ЧТО ТРЕБУЕТСЯ —
1. Выведите из фрагмента страницы дословно всё, начиная со слов «В общем, к январю» и вниз до слов «в двухкомнатной хрущёвке.».
2. В какой квартире, согласно фрагменту страницы, живут коллега и её муж?

ФРАГМЕНТ СТРАНИЦЫ —
_ _ _
В общем, к январю коллега ждёт сына домой. С одной стороны радуется, а с другой – опять стеснение, ведь за это время они с мужем привыкли роскошествовать в двухкомнатной хрущёвке.
Квартирный вопрос в «Мастере и Маргарите» важен, спору нет. Но ещё важнее, что массовый читатель проводит знак равенства между автором и его персонажами, чего делать (как и разговаривать с незнакомцами) ни в коем случае не стоит. Взять хоть знаменитое «никогда и ничего не просите! Никогда и ничего, и в особенности у тех, кто сильнее вас. Сами предложат и сами все дадут!».
_ _ _
СОДЕРЖИМОЕ НАБОРА —
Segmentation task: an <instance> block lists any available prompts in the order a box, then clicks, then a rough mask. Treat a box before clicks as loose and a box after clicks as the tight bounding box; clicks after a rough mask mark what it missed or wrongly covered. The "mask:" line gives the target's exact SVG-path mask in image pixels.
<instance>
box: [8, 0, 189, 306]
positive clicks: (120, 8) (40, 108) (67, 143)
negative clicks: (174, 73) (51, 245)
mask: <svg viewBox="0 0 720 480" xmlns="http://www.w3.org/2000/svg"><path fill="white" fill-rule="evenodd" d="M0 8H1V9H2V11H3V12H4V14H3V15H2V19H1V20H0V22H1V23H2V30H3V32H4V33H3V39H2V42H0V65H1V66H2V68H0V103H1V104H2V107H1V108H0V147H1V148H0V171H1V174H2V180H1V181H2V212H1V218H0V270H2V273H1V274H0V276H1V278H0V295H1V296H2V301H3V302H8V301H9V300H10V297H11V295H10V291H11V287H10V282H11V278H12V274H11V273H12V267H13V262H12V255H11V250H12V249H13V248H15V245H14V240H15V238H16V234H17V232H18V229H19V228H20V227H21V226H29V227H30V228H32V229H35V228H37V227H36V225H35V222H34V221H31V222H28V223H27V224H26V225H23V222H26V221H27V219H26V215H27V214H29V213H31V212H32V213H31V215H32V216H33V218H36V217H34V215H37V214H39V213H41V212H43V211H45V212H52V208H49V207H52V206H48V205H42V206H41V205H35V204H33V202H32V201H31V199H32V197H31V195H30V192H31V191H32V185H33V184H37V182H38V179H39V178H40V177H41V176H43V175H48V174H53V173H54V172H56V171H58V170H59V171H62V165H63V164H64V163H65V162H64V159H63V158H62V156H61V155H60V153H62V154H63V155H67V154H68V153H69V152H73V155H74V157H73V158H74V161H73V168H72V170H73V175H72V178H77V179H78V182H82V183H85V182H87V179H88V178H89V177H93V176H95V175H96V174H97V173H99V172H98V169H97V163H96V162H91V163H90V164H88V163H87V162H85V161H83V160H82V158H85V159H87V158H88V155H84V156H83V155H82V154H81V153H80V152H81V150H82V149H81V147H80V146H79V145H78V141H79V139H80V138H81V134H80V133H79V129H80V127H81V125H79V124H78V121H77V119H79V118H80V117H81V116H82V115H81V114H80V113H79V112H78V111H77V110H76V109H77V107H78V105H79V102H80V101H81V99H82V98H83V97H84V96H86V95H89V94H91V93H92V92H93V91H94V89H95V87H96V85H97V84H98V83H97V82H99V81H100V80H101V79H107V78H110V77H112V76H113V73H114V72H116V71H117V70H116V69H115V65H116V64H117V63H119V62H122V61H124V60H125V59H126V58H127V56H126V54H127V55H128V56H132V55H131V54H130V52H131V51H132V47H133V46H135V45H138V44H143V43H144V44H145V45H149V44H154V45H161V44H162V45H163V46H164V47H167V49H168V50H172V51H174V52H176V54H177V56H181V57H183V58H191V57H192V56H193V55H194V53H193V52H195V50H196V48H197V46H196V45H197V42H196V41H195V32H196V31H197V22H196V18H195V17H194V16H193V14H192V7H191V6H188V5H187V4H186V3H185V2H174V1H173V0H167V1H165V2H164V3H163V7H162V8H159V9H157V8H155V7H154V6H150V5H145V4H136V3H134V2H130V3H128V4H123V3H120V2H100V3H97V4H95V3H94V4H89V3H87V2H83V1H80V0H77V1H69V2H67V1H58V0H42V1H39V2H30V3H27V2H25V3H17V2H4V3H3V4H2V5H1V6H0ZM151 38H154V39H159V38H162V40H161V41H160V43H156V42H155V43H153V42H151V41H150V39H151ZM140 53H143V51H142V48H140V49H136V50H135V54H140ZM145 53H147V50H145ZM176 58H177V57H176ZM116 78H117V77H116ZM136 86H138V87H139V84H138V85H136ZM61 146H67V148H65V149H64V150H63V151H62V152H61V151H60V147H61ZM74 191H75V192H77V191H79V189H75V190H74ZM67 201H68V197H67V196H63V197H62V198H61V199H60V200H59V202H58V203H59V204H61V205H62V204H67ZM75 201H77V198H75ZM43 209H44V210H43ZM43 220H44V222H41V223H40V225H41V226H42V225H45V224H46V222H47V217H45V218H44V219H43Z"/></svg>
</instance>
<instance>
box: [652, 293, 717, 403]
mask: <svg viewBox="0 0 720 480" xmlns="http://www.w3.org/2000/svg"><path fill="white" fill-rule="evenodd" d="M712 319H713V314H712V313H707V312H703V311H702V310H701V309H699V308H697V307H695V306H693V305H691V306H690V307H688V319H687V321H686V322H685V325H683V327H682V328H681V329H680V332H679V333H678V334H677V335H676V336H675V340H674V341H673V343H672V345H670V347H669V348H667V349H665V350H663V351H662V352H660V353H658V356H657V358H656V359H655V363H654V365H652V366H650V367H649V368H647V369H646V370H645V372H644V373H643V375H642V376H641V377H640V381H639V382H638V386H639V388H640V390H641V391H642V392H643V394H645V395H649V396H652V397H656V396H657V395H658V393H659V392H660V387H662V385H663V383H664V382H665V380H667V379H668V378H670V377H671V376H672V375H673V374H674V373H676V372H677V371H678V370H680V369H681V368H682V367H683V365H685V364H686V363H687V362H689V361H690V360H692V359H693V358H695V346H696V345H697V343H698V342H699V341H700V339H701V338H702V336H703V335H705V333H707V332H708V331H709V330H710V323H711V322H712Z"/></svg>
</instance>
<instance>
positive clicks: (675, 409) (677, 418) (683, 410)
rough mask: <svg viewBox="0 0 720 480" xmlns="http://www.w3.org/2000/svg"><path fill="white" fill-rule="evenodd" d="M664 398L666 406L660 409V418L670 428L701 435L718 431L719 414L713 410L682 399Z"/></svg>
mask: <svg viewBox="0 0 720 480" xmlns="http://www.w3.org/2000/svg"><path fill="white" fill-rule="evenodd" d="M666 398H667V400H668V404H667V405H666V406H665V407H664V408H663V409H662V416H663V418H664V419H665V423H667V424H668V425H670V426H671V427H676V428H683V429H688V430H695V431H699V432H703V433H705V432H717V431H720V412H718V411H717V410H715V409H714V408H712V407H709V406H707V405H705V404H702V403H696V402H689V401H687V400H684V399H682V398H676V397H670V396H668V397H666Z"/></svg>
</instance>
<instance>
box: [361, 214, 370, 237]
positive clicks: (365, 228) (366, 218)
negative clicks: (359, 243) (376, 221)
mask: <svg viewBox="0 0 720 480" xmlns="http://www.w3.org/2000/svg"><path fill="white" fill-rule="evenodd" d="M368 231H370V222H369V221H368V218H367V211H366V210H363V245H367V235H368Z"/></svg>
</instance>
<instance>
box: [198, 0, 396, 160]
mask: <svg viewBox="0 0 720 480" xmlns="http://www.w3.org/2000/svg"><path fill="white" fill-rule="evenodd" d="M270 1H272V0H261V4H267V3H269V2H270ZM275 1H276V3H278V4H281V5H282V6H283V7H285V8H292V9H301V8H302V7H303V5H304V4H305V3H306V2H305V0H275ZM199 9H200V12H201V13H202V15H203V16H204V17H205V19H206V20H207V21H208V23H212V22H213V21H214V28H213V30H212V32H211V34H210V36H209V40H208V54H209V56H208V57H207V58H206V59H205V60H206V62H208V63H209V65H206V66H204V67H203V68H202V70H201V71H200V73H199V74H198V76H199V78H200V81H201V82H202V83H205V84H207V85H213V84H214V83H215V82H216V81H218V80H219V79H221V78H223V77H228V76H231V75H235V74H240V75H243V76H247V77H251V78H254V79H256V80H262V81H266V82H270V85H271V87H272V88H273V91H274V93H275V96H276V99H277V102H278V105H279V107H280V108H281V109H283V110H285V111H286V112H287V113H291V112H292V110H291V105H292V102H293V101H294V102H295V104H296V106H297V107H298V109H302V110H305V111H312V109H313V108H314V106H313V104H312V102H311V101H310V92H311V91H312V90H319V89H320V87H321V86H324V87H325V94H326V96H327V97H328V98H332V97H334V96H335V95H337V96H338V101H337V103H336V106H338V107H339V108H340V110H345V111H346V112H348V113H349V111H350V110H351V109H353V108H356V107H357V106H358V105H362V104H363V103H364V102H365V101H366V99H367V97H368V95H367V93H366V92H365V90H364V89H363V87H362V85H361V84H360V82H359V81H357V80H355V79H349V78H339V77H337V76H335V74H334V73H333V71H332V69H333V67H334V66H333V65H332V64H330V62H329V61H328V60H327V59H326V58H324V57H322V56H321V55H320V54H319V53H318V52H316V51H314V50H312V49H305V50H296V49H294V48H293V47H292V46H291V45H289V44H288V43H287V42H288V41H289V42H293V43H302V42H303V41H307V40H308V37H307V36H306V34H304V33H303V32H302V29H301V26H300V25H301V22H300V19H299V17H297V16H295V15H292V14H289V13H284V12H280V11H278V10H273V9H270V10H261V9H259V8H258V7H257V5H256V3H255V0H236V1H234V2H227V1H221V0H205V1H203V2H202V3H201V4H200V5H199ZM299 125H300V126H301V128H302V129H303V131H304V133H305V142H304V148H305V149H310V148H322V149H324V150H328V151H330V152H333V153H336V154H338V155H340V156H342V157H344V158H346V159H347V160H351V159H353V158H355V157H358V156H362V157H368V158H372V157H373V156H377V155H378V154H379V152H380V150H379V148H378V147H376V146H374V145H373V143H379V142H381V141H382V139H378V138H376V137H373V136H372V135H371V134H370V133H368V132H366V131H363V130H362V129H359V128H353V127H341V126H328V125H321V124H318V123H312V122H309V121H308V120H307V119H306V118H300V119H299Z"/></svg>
_ _ _
ОТВЕТЫ ПО ПОРЯДКУ —
1.
В общем, к январю коллега ждёт сына домой. С одной стороны радуется, а с другой – опять стеснение, ведь за это время они с мужем привыкли роскошествовать в двухкомнатной хрущёвке.

2. В двухкомнатной хрущёвке.